▶ _Point localization data_
■ ■ ■ ■ ■ ■ ■

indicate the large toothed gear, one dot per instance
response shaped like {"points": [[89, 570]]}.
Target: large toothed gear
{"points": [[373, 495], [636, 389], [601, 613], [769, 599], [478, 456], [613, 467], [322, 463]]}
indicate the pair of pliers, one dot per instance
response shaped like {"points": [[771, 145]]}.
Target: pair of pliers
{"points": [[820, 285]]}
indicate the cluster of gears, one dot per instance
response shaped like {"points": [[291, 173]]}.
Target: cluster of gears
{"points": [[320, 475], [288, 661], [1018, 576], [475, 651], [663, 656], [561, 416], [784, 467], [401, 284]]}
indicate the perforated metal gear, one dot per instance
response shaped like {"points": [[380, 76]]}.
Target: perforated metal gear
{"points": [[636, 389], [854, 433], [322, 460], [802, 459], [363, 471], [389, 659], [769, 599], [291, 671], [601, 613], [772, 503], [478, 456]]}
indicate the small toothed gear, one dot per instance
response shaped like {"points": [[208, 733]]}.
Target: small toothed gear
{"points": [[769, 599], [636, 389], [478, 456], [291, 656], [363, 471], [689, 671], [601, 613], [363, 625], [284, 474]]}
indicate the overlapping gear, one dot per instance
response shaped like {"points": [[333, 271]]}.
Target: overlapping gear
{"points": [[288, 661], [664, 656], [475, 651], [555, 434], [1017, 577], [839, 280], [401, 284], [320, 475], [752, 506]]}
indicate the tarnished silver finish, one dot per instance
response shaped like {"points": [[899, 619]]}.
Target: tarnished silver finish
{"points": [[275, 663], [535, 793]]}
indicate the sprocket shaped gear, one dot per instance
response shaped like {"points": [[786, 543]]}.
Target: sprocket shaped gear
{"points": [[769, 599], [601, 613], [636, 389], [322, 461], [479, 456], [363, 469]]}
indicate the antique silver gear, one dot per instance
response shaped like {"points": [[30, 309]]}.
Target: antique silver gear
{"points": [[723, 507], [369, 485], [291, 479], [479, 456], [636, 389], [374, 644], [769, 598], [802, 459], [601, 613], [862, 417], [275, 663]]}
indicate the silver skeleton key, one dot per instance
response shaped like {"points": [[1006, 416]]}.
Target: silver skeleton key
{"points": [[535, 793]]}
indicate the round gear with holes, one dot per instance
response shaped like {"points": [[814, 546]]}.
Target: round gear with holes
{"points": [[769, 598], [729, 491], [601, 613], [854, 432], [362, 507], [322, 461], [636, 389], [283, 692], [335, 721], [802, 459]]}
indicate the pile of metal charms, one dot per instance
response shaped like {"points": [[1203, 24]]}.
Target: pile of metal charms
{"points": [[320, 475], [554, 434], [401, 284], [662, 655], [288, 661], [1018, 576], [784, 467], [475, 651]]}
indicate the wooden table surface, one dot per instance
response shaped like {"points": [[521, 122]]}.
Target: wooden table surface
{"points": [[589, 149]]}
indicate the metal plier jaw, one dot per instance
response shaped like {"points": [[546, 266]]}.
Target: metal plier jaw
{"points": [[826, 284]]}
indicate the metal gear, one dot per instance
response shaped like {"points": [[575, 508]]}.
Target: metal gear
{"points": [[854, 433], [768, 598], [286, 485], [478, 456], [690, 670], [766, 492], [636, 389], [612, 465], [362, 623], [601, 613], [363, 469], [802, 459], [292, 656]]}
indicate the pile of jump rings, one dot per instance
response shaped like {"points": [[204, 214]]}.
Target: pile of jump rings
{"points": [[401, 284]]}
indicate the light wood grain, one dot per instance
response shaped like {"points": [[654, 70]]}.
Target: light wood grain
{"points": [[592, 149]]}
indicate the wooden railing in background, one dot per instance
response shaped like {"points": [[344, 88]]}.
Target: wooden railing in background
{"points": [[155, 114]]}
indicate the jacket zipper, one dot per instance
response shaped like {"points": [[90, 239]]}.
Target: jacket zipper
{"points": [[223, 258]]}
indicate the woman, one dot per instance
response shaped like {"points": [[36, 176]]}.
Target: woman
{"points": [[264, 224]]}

■ ■ ■ ■ ■ ■ ■

▶ _ASSIGNMENT_
Please return all of the entries shown above, exactly as they stand.

▶ _SOLUTION TO THE EXERCISE_
indicate the large toothed gear, one dot per instance
response shaped like {"points": [[89, 570]]}.
Target: large toothed gear
{"points": [[373, 495], [636, 389], [601, 613], [769, 599], [478, 456], [613, 467], [322, 463]]}
indicate the pair of pliers, one dot per instance
response shaped like {"points": [[771, 145]]}.
Target: pair of pliers
{"points": [[820, 285]]}
indicate the cluster of gears, one dot per instance
response shaped like {"points": [[291, 173]]}.
Target: cluster of gears
{"points": [[320, 475], [288, 661], [1018, 576], [475, 651], [663, 656], [561, 416], [784, 467], [401, 284]]}
indicate the perforated metal gear, one dot per instance
response shaped like {"points": [[380, 76]]}.
Target: perforated metal gear
{"points": [[636, 389], [854, 433], [322, 460], [802, 459], [363, 471], [389, 659], [769, 599], [291, 671], [601, 613], [772, 503], [478, 456]]}
indicate the small toothed gear, one dot per instance
response shaped like {"points": [[208, 733]]}.
Target: small toothed gear
{"points": [[769, 599], [636, 389], [478, 456], [291, 656], [363, 471], [689, 671], [601, 613], [363, 625], [284, 474]]}
indicate the overlapping gear, one dot per instance
response shaped like {"points": [[333, 271]]}.
Target: overlapping gear
{"points": [[288, 661], [664, 656], [475, 651], [555, 434], [1017, 577], [839, 280], [401, 284], [320, 475], [752, 506]]}
indicate the tarnished silver finish, one dot per instance
response shaped like {"points": [[899, 619]]}.
Target: tarnished silver finish
{"points": [[275, 663], [535, 793]]}
indicate the sprocket shaped gear, one dot per instance
response shaped like {"points": [[786, 543]]}.
Target: sprocket shaped gear
{"points": [[769, 599], [601, 613], [636, 389], [322, 461], [479, 456], [363, 469]]}
indicate the antique silver gear, one dot per instance
response shaped like {"points": [[30, 309]]}.
Target: antique silver gear
{"points": [[723, 507], [369, 485], [291, 479], [479, 456], [636, 389], [374, 644], [769, 598], [802, 459], [601, 613], [862, 417], [275, 663]]}
indicate the silver skeleton key, one dot per instance
response shaped like {"points": [[1006, 416]]}.
Target: silver skeleton key
{"points": [[535, 793]]}
indicate the round gear with holes, one dot per instance
response shaped like {"points": [[814, 546]]}.
Target: round gear with holes
{"points": [[769, 598], [729, 491], [601, 613], [854, 432], [362, 507], [322, 461], [636, 389], [283, 692], [335, 721], [802, 459]]}
indicate the pile of metal charms, one dot per instance
response shaped like {"points": [[1203, 24]]}.
Target: pile of metal charms
{"points": [[320, 475], [554, 434], [401, 284], [662, 655], [288, 661], [1018, 576], [784, 467], [475, 651]]}
indicate the wooden table surface, one dot per instance
response shaped like {"points": [[521, 122]]}.
Target: wooden table surface
{"points": [[589, 149]]}
indicate the metal plier jaw, one dot per instance
response shaped like {"points": [[546, 266]]}.
Target: metal plier jaw
{"points": [[826, 284]]}
indicate the metal gear, one dot per instance
response shaped like {"points": [[575, 508]]}.
Target: metal gear
{"points": [[854, 433], [768, 598], [286, 485], [478, 456], [690, 670], [766, 492], [636, 389], [612, 465], [362, 623], [601, 613], [363, 469], [802, 459], [292, 656]]}
indicate the pile of jump rings, one dot per instance
response shaped like {"points": [[204, 214]]}.
Target: pile of jump rings
{"points": [[401, 284]]}
indicate the light wood grain, one dot per instance
response shaped like {"points": [[654, 70]]}.
Target: light wood grain
{"points": [[592, 149]]}
indicate the wooden railing in background, one dot per instance
response shaped like {"points": [[344, 88]]}.
Target: wooden railing in background
{"points": [[155, 114]]}
indicate the jacket zipper, one dot per instance
response shaped like {"points": [[90, 239]]}.
Target: jacket zipper
{"points": [[223, 258]]}
indicate the woman, one dot per instance
response shaped like {"points": [[36, 176]]}.
Target: woman
{"points": [[264, 224]]}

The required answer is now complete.